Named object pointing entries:
►

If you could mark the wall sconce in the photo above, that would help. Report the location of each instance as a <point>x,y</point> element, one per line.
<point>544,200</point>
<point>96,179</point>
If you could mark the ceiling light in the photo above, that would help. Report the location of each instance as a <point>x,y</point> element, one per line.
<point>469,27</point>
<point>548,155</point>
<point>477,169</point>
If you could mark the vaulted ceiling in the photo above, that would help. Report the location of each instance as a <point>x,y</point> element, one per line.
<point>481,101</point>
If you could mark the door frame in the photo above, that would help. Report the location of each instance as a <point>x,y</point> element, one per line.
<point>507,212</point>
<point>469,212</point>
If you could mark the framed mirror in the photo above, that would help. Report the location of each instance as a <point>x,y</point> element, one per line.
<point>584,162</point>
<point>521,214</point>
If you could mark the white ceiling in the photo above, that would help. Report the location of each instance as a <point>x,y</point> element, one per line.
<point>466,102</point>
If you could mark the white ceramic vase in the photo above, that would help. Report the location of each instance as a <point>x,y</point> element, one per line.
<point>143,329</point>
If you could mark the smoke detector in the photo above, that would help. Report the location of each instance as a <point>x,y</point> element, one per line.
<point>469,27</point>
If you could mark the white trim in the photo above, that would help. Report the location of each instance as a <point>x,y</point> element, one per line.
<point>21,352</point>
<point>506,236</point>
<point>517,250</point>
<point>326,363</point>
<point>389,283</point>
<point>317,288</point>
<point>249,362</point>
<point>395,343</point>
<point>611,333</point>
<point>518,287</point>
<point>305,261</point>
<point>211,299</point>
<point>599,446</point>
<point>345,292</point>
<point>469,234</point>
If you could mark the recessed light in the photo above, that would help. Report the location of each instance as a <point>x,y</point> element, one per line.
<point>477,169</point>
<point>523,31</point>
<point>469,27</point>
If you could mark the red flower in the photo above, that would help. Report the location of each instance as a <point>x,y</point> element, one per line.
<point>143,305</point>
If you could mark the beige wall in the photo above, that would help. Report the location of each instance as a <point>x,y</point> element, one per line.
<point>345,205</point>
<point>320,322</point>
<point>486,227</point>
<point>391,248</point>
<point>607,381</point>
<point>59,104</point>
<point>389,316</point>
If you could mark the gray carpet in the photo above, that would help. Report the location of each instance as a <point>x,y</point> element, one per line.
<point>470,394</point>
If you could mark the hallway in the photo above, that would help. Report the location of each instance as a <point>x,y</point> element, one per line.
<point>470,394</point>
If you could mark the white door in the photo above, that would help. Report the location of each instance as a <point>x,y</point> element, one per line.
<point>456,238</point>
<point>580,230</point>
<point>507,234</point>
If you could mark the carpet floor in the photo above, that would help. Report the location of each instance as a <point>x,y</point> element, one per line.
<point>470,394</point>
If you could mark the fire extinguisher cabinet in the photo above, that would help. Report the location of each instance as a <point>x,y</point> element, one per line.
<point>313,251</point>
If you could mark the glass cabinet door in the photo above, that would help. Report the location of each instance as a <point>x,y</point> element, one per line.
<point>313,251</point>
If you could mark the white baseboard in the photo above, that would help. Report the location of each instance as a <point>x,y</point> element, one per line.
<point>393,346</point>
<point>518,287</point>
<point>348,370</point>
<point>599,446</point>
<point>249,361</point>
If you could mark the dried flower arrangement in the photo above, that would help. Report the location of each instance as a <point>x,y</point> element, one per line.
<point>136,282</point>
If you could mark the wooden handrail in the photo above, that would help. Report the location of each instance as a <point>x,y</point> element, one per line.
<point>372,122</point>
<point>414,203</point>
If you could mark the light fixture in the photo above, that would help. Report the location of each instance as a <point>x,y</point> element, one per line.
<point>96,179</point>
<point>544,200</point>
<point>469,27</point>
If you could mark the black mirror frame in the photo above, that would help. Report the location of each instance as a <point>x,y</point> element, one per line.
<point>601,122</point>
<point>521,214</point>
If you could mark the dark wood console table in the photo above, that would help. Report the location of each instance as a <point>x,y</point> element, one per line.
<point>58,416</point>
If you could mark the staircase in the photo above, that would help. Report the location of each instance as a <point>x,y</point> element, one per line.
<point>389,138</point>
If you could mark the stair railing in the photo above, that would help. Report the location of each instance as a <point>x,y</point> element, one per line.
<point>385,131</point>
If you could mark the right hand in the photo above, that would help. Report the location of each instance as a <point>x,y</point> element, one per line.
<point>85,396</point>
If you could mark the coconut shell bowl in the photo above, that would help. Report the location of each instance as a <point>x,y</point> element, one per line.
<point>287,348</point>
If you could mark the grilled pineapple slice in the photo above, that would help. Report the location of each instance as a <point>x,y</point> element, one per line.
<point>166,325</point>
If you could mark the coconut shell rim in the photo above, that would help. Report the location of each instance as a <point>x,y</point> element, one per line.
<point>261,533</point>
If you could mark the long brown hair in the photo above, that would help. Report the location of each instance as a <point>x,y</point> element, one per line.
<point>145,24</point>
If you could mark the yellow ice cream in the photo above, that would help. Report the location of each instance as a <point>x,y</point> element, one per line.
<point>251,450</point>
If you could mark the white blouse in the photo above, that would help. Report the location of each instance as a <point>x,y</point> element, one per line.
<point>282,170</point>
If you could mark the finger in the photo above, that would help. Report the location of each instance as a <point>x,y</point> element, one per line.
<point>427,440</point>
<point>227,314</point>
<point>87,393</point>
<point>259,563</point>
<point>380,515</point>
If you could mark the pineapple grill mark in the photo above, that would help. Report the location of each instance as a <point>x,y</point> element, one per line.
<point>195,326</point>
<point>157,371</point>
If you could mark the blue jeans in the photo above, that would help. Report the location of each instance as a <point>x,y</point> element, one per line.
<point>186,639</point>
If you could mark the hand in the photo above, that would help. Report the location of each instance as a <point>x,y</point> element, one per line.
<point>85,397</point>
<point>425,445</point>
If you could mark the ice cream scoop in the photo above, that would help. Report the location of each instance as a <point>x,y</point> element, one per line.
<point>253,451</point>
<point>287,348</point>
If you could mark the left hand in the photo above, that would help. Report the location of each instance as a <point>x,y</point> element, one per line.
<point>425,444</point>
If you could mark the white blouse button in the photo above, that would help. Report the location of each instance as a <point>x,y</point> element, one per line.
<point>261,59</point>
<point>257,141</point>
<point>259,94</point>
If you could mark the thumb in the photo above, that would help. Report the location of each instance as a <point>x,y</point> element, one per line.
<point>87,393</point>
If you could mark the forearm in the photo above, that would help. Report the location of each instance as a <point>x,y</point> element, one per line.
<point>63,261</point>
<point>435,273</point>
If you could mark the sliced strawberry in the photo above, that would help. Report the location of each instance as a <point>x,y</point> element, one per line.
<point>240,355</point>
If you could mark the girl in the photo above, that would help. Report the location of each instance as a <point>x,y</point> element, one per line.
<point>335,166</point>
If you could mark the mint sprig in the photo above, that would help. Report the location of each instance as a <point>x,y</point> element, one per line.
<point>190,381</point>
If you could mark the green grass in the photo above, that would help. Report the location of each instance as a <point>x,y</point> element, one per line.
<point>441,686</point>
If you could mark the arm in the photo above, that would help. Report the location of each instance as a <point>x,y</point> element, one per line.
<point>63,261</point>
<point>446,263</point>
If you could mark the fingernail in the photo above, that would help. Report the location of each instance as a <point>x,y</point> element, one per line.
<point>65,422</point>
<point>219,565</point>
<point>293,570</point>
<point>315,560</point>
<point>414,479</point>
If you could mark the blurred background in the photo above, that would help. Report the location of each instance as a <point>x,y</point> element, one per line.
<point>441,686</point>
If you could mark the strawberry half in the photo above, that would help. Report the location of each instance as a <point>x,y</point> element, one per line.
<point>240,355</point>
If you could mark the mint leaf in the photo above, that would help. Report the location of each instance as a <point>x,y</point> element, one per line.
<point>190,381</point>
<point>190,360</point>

◄
►

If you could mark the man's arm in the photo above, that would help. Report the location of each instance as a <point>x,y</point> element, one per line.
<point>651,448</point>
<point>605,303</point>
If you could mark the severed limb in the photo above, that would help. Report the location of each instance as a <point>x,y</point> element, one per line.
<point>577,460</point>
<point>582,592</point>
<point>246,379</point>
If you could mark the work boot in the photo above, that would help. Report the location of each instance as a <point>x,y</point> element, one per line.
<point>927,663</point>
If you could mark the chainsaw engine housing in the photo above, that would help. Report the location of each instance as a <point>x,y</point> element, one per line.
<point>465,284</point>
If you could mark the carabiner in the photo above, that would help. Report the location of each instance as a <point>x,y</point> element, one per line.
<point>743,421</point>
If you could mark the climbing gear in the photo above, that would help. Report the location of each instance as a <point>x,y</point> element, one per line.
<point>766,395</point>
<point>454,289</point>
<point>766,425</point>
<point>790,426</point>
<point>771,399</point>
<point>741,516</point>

◄
►

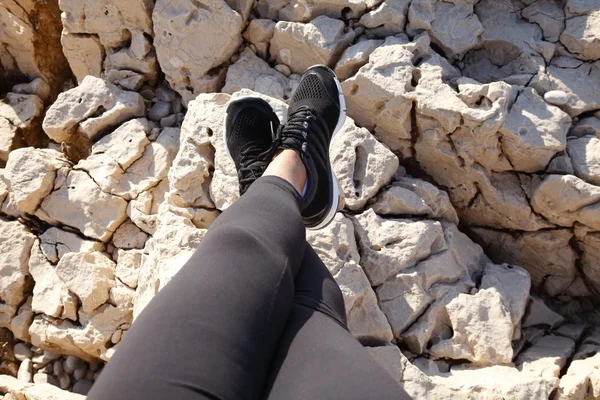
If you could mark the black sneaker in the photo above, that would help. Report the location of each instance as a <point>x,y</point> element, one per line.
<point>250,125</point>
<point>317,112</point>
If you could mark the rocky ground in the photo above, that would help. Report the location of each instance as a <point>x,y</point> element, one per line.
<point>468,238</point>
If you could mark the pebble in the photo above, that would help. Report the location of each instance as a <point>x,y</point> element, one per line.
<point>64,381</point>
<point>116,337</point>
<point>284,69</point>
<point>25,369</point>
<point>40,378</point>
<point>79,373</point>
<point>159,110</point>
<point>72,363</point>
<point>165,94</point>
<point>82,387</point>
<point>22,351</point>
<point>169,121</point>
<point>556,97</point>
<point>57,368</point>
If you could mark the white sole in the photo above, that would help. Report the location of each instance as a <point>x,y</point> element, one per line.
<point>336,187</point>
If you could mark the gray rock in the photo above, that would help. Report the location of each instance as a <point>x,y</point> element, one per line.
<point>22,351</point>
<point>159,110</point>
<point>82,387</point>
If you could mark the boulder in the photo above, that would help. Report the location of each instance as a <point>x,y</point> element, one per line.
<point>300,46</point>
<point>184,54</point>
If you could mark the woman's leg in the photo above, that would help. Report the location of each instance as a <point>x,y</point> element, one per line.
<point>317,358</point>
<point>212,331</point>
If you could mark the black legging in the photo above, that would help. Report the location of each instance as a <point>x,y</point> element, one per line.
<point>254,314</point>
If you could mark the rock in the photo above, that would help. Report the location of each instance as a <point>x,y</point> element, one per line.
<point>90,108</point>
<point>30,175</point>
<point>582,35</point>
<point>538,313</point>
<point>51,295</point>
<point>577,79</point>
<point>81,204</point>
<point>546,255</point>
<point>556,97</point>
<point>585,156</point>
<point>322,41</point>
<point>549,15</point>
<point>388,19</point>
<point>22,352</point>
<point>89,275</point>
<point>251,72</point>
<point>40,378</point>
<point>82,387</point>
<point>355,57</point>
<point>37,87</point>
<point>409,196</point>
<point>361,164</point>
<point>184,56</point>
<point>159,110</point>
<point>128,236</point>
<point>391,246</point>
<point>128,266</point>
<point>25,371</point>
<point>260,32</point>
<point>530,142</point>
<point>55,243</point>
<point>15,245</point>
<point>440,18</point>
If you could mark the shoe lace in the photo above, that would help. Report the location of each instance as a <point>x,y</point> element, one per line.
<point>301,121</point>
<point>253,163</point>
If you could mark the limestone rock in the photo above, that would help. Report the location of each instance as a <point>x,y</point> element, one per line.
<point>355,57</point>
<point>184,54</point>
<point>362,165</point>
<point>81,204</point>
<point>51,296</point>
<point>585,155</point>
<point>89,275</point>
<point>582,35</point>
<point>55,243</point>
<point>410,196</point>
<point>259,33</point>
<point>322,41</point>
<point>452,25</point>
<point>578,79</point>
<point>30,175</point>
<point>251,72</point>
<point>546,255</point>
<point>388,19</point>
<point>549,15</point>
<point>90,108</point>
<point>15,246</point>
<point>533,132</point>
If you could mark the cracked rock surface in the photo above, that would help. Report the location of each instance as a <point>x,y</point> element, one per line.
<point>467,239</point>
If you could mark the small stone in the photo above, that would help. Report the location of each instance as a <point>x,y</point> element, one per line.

◄

■ Task statement ■
Can you convert the listing from the line containing "If you could mark the white blouse button" through the line containing "<point>435,273</point>", and nothing outside that stretch, into a two-column CSV headed text and answer? Give one row per item, put each value in a single quoted field, and replace line breaks with spaces.

■ Task solution ■
text,answer
"If you could mark the white blouse button in the photo above, that would help. Report the location of each instance as a <point>x,y</point> element, one per line.","<point>261,59</point> <point>257,141</point> <point>259,94</point>"
"If you could mark the thumb in the photo above, that would help. Report the location of each instance as a <point>x,y</point> element, one per line.","<point>87,393</point>"
"If you could mark the forearm in the photo above, that would help. Report the location of each instance as a <point>x,y</point> element, one per line.","<point>63,261</point> <point>435,273</point>"